Problem to solve:
Output the data verbatim, minus the images.

Source material:
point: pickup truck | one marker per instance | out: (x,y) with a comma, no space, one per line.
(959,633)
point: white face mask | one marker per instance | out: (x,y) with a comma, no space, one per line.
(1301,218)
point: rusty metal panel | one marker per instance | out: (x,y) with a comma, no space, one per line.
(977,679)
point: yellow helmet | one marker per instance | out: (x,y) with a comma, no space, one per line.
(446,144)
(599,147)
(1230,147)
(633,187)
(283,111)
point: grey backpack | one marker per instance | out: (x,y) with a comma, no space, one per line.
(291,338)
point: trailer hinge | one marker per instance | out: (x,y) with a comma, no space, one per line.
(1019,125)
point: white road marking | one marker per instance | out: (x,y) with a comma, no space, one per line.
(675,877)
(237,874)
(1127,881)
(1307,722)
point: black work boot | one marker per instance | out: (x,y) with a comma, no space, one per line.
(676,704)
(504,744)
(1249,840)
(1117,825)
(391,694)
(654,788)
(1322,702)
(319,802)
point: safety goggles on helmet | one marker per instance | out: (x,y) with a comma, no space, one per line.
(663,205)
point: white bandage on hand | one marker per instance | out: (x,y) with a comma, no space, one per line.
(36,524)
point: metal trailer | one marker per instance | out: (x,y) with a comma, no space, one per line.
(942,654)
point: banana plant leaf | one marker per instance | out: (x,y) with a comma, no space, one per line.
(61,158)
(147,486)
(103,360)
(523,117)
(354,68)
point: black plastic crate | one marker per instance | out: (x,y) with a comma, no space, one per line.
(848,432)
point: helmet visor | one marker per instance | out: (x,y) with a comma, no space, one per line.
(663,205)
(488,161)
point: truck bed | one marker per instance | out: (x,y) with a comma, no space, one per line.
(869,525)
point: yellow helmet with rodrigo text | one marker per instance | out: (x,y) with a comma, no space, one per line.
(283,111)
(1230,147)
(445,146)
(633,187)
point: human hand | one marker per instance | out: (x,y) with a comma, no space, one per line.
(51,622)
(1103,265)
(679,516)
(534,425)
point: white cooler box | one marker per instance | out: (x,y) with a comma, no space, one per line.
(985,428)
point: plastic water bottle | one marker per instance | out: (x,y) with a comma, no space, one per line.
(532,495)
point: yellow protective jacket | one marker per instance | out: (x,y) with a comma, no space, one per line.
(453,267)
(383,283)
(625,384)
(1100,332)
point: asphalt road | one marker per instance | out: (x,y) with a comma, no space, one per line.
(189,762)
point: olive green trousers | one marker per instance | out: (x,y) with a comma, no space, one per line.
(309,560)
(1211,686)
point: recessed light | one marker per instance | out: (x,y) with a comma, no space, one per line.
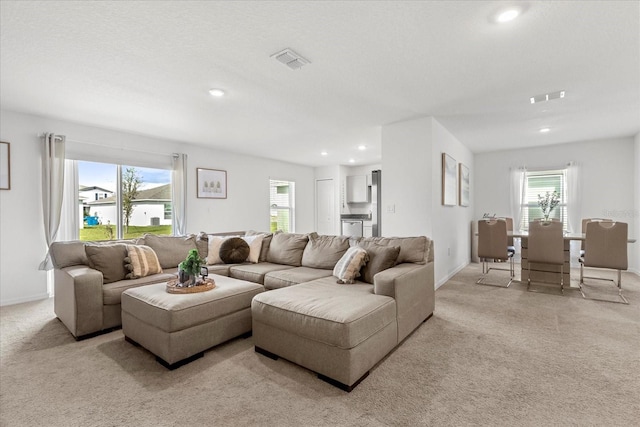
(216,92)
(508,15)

Your response:
point: pickup truck | one marker per instance | out: (x,y) with a comma, no space, one per line.
(959,633)
point: white face mask | one marker per instance | out: (x,y) with a comma, no space, one per line.
(1301,218)
point: rusty metal panel | one marker per instance | out: (x,y) with a comma, no space, one per line.
(977,679)
point: yellow helmet | one marker per instance | out: (x,y) with a comma, no space, one per line.
(446,144)
(599,147)
(1230,147)
(633,187)
(283,111)
point: grey backpack | one marker per instance | out: (x,y) with a comma, no space, one per line.
(291,338)
point: trailer hinge | one marker per instance | out: (x,y) with a comma, no space, one per line.
(1019,125)
point: white road marking | one marker per instance | out: (x,y) with a comma, no space, one per line.
(675,877)
(237,874)
(1127,881)
(1307,722)
point: black work boot | one marker per instance | out: (x,y) with a comma, no space, one per line.
(676,704)
(504,744)
(1249,840)
(1117,825)
(391,694)
(654,788)
(1322,702)
(319,802)
point: safety goggles on helmet | one marker per instance | out: (x,y) with a comma, no space, one per line.
(663,205)
point: white bandage on hand | one marker per instance | out: (x,y) with a comma, no space, one per line.
(36,524)
point: metal trailer | one marker per instance | out: (x,y) with a comma, no space, one per line.
(942,654)
point: banana plant leaf | one marker per instance | out: (x,y) with a comma, no space, one per line.
(61,158)
(147,486)
(103,360)
(523,117)
(354,68)
point: black plastic crate | one marker per instance | out: (x,y) with a comma, no space, one per line.
(848,432)
point: helmet visor | one marker per instance | out: (x,y) with a comma, no space, one per line.
(663,205)
(488,161)
point: truck bed | one marker per instance | out: (x,y) with a comma, no space, one per line.
(869,525)
point: yellow helmet with rodrigo text | one marker per instance | out: (x,y) with a comma, no space, one per line.
(283,111)
(1230,147)
(445,146)
(633,187)
point: human hand | one marker per instance | out: (x,y) with a comma, no space, one per line.
(51,622)
(1103,265)
(679,516)
(534,425)
point: white cooler box | one marker per instance | out: (x,y) with a comma, no space, one per line.
(985,428)
point: plastic water bottle | one marker per instance | out: (x,y) with a comma, no space, one per line.
(532,495)
point: yellow protective jacket | one marker per instance | out: (x,y) with a comma, no space, one per line.
(453,267)
(383,283)
(625,384)
(1100,332)
point: asphalt road | one marker per instance | out: (x,y) with a comma, no space, one per line.
(189,762)
point: olive green trousers | one marker per instance | out: (x,y) with a comma, no space, one per line.
(309,560)
(1211,686)
point: recessed light | one marker per instance | out: (x,y) with a comma, no space, one per line.
(216,92)
(508,15)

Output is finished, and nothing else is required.